Exercise brief >> Reproduce the lines of the material from the line containing "[indicate] the media" through the end of the material, inclusive, changing "white flower arrangement" to "white floral arrangement" and leaving all else unaltered.

Items listed in a dataset
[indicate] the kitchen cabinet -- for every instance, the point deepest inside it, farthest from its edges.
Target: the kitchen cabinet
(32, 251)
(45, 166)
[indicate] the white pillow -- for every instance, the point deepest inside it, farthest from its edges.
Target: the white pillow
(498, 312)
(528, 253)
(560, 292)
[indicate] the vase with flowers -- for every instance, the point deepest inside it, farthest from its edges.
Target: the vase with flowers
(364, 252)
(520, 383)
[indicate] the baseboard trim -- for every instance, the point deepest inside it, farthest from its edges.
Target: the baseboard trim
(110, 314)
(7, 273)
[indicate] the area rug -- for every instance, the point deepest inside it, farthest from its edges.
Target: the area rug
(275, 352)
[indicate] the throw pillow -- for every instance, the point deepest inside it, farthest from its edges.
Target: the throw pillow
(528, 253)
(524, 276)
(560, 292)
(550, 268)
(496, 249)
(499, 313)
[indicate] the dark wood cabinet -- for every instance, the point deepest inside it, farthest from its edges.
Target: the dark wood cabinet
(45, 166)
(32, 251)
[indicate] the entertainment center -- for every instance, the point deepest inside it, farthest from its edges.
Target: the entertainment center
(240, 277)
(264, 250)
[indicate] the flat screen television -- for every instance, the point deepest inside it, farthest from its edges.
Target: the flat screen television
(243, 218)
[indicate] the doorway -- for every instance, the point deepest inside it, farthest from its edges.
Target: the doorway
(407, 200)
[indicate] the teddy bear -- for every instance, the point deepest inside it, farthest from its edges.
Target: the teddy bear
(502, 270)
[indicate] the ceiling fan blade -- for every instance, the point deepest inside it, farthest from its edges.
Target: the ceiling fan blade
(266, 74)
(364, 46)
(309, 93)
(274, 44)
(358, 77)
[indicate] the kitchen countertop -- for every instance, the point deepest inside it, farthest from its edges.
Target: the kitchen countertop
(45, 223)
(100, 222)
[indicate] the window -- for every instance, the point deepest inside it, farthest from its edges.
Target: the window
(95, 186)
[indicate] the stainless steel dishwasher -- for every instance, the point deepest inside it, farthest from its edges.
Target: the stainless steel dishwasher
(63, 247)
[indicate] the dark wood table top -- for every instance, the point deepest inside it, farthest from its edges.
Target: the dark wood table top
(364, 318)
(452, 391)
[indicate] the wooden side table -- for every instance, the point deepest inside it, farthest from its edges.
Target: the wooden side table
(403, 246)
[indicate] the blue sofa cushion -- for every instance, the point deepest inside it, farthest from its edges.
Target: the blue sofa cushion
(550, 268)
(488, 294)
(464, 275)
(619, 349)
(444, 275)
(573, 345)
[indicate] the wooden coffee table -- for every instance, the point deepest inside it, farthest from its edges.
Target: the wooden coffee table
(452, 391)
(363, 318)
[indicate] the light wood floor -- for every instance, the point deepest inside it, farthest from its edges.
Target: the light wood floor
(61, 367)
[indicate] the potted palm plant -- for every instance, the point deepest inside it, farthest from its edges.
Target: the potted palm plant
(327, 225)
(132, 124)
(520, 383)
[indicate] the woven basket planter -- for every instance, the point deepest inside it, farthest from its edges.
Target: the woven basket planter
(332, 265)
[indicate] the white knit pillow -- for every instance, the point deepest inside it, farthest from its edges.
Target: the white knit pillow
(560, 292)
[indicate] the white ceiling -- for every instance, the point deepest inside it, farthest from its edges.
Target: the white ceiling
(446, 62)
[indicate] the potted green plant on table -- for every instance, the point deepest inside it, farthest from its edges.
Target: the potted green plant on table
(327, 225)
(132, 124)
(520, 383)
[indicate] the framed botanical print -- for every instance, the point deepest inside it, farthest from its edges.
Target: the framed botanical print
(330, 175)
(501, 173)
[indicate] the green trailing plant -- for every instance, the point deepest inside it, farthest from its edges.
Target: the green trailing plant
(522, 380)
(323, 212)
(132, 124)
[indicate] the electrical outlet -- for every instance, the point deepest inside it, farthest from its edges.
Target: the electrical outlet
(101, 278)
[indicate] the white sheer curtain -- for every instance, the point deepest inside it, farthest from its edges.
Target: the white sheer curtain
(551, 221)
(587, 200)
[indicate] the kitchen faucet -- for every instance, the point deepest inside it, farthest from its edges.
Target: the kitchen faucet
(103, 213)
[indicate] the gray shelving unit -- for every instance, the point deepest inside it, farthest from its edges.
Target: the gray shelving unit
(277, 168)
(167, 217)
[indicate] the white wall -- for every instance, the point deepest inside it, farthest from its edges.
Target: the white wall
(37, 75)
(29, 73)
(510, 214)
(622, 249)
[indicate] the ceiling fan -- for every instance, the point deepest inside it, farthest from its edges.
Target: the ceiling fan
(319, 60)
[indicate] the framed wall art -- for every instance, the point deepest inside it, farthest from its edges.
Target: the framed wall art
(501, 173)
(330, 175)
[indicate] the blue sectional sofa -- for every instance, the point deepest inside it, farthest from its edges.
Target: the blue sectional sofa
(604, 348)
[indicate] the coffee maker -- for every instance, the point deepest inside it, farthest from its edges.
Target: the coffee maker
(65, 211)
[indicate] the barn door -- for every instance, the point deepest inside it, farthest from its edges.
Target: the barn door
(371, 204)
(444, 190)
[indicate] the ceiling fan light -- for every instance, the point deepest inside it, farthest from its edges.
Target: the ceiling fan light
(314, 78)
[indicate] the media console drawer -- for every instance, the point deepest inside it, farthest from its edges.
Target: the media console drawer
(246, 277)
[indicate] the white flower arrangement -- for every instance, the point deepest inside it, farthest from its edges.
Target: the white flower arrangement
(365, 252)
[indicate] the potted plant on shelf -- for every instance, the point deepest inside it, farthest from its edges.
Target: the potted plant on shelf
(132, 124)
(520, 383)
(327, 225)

Response to this task >>
[indicate] the media console drawer -- for every instance, the point deepest inside it, farthest from its edges.
Target: the media console drawer
(246, 277)
[indicate] the white floral arrangement -- for every instance, the point deepest inside it, farthest from its edges.
Target: the white floral arrangement
(365, 252)
[indicate] the potted plant on shelf -- for every instance, the point deepest inside it, farthest from its edges.
Target: the potted plant on shelf
(132, 124)
(520, 383)
(327, 225)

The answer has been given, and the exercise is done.